#### WORK REQUIRED
Pull out every row below word for word, leaving the pictures out of your answer.

#### DATASET EXTRACT

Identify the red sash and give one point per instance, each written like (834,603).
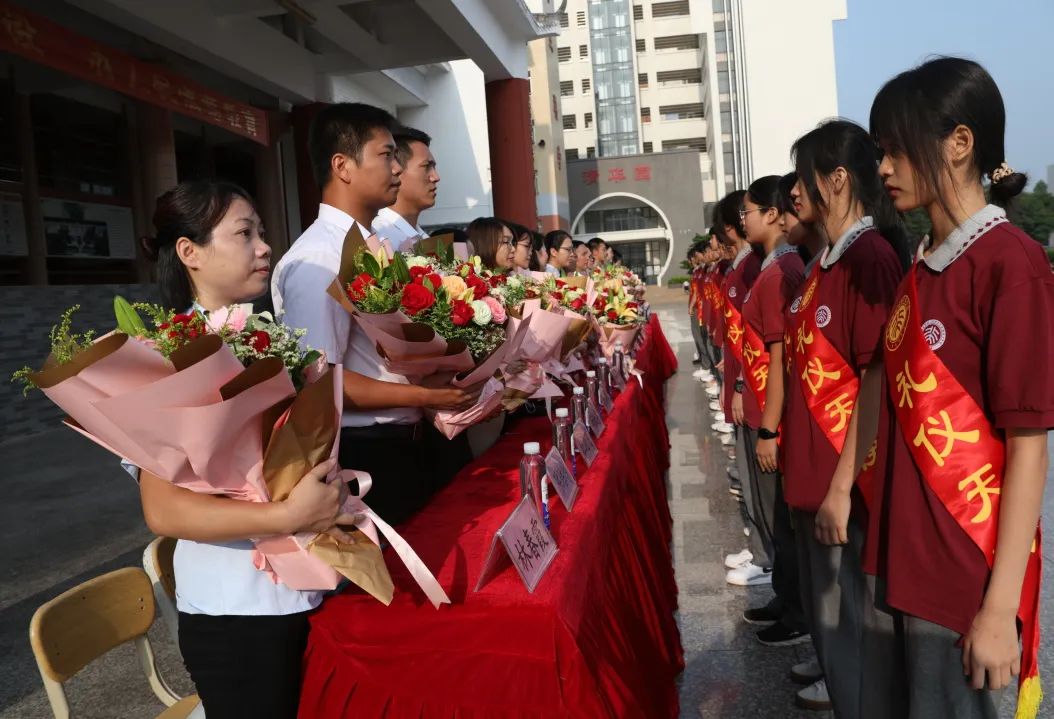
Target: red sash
(755,364)
(961,458)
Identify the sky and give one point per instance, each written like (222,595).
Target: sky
(1013,39)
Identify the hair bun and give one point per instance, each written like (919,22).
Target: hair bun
(1008,187)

#### SOLUTION BELOW
Identify the red sash and give one point per instance, each written like (834,603).
Target: red sash
(755,364)
(961,458)
Identify the sky and give one point per instance, each written like (222,595).
Target: sky
(1013,39)
Identify the hair bun and give one point per instance, each written like (919,22).
Target: hair bun
(1008,187)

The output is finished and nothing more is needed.